_INFORMATION_
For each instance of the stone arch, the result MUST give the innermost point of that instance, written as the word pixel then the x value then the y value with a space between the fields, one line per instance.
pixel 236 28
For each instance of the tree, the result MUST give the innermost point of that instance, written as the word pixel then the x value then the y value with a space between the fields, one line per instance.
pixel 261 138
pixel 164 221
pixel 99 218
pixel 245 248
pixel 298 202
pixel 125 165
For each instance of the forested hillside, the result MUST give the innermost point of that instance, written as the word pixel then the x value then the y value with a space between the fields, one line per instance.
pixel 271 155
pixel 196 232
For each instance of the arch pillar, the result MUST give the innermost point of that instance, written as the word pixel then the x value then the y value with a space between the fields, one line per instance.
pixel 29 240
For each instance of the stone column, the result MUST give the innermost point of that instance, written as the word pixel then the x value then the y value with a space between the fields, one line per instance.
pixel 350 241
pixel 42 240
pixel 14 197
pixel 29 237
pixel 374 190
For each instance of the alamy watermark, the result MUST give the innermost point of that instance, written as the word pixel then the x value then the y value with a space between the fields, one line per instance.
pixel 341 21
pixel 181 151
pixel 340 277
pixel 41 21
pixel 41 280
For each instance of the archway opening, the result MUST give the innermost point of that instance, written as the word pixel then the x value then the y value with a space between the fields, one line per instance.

_ASSIGNMENT_
Faithfully reproduce all of the material.

_ANSWER BELOW_
For each instance of the stone arch, the result MUST give the innermost point of that instance, written as the word pixel then the x value then the y value with a space between the fields, one line per instance.
pixel 236 28
For each instance of the tree, the result MUST give the innermost point of that instance, written as the word pixel then the x value then the y value with a space between the fields, one line per instance.
pixel 261 138
pixel 164 221
pixel 99 218
pixel 245 248
pixel 298 202
pixel 125 165
For each instance of the forested hillside, the result MUST give the innermost point of that instance, written as the word pixel then the x value then the y value with a space between the fields, one line per instance.
pixel 271 155
pixel 196 232
For each instance of the arch pillar, the result MUST give the innermost point of that instance, written as the word pixel then the x value then the y value with a space between the fields, one line per instance.
pixel 29 240
For each instance of the stone column, the result MUST give the innermost point of that instance, written as the word pixel then the x value then the y value with a space between the fields, one line per instance.
pixel 350 241
pixel 42 240
pixel 14 197
pixel 29 237
pixel 374 190
For each instance of the alamy watermark, the result MUST give the innermost point of that instance, written as the word pixel then the x value then the y value with a space between the fields, one line per instance.
pixel 341 21
pixel 181 151
pixel 340 277
pixel 41 21
pixel 41 280
For each instance of the archway opening, the result MUST give the innermost point of that instance, written as the word pixel then the x value then the y value with a space between the fields, one line per instance.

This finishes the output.